WRITTEN TASK 1
According to the passage below about Colonel Martinez and Pablo Escobar, why did Martinez feel sympathy for Escobar's family when he read that Escobar's wife and son had been arrested in Argentina?

━━ PASSAGE GIVEN ━━

The bullet scratched the skin of his belly, but the boy wasn't seriously hurt. The colonel gathered up the items and delivered them that night to police headquarters, as though they were a curse.

   Martinez says he still feels haunted by the dead drug boss. He says he derived personal satisfaction from Escobar's death, and he finally got his promotion to general, but he paid a heavy price.

   'When I think about Pablo Escobar, I think of him as an episode in my life that completely altered the way I was living,' Martinez said in an interview last summer in his home village of Mosquera. 'I don't blame him as a person or anything like that. However, being involved in those operations, I abandoned my family and my sons who needed me in what was a crucial time in their lives.'

   Martinez was accused of accepting money from the Cali cartel and of being involved with the illegal activities of Los Pepes - accusations he denies. He said the allegations were first made by Escobar himself, and spread by the Colombian press.

   Martinez was never charged with any crime. For a while, for safety reasons, he considered moving with his wife and family to Argentina. But just as he began to inquire about emigrating there, he read news reports that Pablo Escobar's wife and son had been arrested there. Martinez said he felt sympathy for Escobar's family.

   'Just as I was trying to go someplace else for security, so were they,' he said. 'I hurt to see they are still suffering for something that happened so long ago. They are also trying to escape from all that.'

Escobar's wife and children are believed to still own a substantial part of his illicit fortune. They live under assumed names in Buenos Aires, where Maria Victoria and Juan Pablo were charged in 1999 with attempting to illegally launder money. A family lawyer says Juan Pablo works for a computer graphics company, and Manuela, who is still a teenager, is a student.

   Not long after Escobar's death, Juan Pablo paid an unexpected visit to the U.S. Embassy in Bogota. He asked to see Busby, who called downstairs to Toft.

   'Hey, Joe, Pablo Escobar's son is downstairs. I'm not going to see him, OK?'

   Toft agreed to meet with Juan Pablo. He stepped into the room to encounter a soft-looking young man. Toft was impressed with the boy's poise under the circumstances.

   'He told me that he and his family were in great danger, and they were appealing for visas to save their lives,' Toft remembers.

   'What will it take for me to get a visa?' Juan Pablo asked.

━━━
━━ SUPPLIED INFORMATION ━━

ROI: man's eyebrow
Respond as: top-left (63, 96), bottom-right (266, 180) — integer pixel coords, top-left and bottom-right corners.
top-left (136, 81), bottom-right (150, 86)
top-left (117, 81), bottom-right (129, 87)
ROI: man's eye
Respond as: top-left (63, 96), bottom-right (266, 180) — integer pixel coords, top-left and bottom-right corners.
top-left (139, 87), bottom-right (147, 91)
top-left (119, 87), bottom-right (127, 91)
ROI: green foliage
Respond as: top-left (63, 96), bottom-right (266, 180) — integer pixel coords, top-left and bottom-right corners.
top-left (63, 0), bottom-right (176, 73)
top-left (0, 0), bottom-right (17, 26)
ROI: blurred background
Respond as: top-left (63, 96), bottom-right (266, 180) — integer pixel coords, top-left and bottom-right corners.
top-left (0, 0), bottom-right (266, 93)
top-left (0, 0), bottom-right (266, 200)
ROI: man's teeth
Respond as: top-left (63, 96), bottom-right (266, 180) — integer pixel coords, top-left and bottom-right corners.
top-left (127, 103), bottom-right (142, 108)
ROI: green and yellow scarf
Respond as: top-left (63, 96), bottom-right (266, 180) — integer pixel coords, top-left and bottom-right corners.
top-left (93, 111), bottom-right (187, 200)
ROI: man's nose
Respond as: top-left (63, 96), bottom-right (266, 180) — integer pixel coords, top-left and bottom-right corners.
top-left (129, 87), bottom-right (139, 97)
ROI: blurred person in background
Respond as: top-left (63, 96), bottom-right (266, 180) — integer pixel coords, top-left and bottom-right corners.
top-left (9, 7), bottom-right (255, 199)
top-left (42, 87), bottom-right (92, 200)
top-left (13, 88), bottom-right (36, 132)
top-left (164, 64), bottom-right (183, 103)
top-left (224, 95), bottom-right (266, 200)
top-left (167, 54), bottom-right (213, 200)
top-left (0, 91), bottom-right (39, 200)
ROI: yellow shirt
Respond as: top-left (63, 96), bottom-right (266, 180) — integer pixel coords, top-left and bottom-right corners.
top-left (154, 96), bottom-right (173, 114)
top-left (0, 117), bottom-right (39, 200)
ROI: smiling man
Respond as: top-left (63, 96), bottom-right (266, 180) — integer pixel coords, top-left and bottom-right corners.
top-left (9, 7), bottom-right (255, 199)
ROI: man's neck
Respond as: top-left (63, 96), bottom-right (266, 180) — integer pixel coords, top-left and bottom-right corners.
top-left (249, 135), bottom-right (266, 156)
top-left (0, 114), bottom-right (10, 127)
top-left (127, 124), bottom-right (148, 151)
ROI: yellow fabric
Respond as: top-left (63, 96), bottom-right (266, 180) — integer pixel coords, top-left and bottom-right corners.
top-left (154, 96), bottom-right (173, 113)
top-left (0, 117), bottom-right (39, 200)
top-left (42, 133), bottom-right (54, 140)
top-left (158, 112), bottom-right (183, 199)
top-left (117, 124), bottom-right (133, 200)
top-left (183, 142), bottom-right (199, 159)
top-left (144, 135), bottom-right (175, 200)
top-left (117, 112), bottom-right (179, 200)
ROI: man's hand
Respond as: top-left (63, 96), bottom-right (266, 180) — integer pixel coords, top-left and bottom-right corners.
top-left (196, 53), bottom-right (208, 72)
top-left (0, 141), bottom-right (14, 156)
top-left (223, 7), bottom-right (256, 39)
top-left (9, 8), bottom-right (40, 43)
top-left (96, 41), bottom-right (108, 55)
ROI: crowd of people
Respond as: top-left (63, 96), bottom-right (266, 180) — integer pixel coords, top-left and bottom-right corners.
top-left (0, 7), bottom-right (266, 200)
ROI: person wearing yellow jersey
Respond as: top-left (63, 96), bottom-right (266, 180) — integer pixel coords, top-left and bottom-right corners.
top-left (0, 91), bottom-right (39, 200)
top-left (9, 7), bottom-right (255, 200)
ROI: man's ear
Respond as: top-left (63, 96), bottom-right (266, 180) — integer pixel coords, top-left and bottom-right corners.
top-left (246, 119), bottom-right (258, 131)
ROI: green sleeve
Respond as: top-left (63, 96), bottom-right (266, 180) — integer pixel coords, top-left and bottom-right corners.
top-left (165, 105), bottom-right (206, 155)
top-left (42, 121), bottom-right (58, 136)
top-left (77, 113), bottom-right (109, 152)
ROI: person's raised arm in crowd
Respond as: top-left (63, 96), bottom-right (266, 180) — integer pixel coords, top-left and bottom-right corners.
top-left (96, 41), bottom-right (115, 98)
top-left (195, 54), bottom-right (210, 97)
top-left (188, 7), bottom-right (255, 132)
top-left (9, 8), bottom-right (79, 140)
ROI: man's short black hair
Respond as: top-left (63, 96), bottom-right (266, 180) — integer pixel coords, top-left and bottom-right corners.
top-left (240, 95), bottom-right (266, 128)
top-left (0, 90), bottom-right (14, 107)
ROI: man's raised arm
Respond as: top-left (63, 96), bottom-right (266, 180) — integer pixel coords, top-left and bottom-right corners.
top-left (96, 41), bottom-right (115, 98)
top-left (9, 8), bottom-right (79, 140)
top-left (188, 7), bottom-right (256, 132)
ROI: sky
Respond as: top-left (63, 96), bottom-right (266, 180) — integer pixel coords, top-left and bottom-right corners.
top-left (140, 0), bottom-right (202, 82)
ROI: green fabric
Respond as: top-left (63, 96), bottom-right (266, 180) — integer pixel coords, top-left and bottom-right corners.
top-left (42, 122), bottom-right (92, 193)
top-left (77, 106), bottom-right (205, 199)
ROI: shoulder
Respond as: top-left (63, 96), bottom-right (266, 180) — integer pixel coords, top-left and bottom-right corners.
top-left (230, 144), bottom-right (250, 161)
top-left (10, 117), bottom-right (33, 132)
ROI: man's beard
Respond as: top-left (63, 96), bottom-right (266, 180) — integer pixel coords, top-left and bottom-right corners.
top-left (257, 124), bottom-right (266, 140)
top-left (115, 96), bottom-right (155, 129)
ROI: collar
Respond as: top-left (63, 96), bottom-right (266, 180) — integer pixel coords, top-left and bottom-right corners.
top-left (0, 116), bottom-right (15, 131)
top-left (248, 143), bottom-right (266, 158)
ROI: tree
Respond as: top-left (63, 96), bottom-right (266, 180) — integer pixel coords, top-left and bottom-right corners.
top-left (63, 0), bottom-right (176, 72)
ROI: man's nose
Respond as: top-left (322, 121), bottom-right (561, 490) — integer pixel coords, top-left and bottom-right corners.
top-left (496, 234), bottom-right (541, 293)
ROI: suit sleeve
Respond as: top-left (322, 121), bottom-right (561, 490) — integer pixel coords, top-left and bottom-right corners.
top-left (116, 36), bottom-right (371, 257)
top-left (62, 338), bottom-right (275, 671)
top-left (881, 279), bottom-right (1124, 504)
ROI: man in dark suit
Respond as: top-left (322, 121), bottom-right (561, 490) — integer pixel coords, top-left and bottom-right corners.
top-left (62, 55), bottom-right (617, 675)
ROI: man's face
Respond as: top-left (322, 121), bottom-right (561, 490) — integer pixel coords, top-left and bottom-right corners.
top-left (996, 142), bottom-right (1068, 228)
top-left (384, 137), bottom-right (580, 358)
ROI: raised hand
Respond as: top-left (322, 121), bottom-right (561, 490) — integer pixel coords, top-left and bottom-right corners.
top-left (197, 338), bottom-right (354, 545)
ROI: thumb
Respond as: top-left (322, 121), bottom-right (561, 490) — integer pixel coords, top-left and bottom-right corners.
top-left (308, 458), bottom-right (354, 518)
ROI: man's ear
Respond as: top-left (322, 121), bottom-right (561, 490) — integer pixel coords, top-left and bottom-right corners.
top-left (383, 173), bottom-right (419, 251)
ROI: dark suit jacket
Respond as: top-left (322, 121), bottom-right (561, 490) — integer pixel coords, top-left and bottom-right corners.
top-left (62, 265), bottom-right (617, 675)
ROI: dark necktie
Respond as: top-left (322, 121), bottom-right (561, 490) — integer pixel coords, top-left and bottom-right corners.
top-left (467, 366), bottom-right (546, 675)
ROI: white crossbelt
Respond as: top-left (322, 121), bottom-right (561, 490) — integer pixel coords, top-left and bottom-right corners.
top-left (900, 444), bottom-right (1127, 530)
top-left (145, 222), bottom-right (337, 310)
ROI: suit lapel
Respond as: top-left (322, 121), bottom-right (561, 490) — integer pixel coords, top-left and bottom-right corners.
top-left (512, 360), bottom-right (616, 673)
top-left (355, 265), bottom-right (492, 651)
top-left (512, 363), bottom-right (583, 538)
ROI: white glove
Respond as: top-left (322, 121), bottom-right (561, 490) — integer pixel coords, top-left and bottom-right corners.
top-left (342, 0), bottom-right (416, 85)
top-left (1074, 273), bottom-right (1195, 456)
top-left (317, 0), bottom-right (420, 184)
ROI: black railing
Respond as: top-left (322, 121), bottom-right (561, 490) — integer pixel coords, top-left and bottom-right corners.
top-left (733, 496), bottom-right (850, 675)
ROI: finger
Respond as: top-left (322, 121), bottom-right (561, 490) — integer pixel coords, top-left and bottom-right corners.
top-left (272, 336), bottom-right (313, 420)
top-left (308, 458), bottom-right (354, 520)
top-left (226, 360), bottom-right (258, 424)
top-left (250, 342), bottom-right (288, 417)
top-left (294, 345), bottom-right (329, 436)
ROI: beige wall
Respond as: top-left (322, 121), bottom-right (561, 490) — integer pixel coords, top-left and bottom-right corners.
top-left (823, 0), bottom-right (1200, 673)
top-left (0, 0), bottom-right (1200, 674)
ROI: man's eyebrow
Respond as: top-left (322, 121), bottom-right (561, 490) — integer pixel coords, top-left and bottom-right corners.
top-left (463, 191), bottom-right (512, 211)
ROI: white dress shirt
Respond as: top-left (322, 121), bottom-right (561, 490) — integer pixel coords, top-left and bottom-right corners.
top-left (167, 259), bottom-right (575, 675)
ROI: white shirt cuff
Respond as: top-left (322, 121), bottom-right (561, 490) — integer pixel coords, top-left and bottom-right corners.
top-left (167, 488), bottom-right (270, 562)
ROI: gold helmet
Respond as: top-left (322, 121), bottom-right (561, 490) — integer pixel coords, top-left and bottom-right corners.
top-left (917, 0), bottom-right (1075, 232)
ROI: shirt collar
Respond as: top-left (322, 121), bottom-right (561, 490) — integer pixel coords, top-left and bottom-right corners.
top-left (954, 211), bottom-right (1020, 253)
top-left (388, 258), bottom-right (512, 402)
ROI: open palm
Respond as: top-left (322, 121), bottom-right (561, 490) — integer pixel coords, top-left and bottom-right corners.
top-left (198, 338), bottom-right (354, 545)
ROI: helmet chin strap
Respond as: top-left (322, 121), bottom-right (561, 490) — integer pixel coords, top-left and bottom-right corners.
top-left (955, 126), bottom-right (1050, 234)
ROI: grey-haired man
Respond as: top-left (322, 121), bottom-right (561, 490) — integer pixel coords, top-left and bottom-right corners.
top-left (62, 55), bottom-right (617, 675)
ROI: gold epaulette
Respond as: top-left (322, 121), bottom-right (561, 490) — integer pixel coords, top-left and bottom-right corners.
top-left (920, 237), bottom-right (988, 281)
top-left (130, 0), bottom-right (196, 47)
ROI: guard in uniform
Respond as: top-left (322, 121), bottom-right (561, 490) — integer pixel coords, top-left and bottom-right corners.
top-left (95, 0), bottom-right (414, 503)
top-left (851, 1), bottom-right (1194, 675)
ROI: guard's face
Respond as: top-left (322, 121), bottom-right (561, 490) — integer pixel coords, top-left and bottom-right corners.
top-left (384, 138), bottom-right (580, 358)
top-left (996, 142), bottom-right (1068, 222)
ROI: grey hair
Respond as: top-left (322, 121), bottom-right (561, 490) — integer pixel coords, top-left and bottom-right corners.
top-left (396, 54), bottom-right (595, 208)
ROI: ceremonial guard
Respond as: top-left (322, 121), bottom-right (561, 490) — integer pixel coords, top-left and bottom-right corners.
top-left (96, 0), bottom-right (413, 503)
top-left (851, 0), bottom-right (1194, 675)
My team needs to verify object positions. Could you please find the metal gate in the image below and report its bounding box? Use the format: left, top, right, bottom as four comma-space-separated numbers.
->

━━━

WRITTEN TASK 2
Express the rows between the lines holding "ROI: man's face" and "top-left (512, 363), bottom-right (583, 538)", inclusive, as a Markdown table with the columns Number and Line. Give each line its own number and leave out any blank lines.

COMPLETE ANSWER 1
Martinez was trying to leave Colombia for his own security, and he saw Escobar's family doing the same thing. He said it hurt him to see that they were still suffering for something that had happened long ago and were also trying to escape from it all.

COMPLETE ANSWER 2
| Number | Line |
|---|---|
| 1 | ROI: man's face |
| 2 | Respond as: top-left (322, 121), bottom-right (561, 490) — integer pixel coords, top-left and bottom-right corners. |
| 3 | top-left (996, 142), bottom-right (1068, 228) |
| 4 | top-left (384, 137), bottom-right (580, 358) |
| 5 | ROI: raised hand |
| 6 | Respond as: top-left (322, 121), bottom-right (561, 490) — integer pixel coords, top-left and bottom-right corners. |
| 7 | top-left (197, 338), bottom-right (354, 545) |
| 8 | ROI: thumb |
| 9 | Respond as: top-left (322, 121), bottom-right (561, 490) — integer pixel coords, top-left and bottom-right corners. |
| 10 | top-left (308, 458), bottom-right (354, 518) |
| 11 | ROI: man's ear |
| 12 | Respond as: top-left (322, 121), bottom-right (561, 490) — integer pixel coords, top-left and bottom-right corners. |
| 13 | top-left (383, 173), bottom-right (419, 251) |
| 14 | ROI: dark suit jacket |
| 15 | Respond as: top-left (322, 121), bottom-right (561, 490) — integer pixel coords, top-left and bottom-right corners. |
| 16 | top-left (62, 265), bottom-right (617, 675) |
| 17 | ROI: dark necktie |
| 18 | Respond as: top-left (322, 121), bottom-right (561, 490) — integer pixel coords, top-left and bottom-right corners. |
| 19 | top-left (467, 366), bottom-right (546, 675) |
| 20 | ROI: white crossbelt |
| 21 | Respond as: top-left (322, 121), bottom-right (561, 490) — integer pixel coords, top-left and bottom-right corners. |
| 22 | top-left (900, 444), bottom-right (1127, 530) |
| 23 | top-left (145, 222), bottom-right (337, 310) |
| 24 | ROI: suit lapel |
| 25 | Respond as: top-left (322, 121), bottom-right (561, 490) — integer pixel coords, top-left and bottom-right corners. |
| 26 | top-left (512, 360), bottom-right (616, 673) |
| 27 | top-left (355, 265), bottom-right (492, 651) |
| 28 | top-left (512, 363), bottom-right (583, 538) |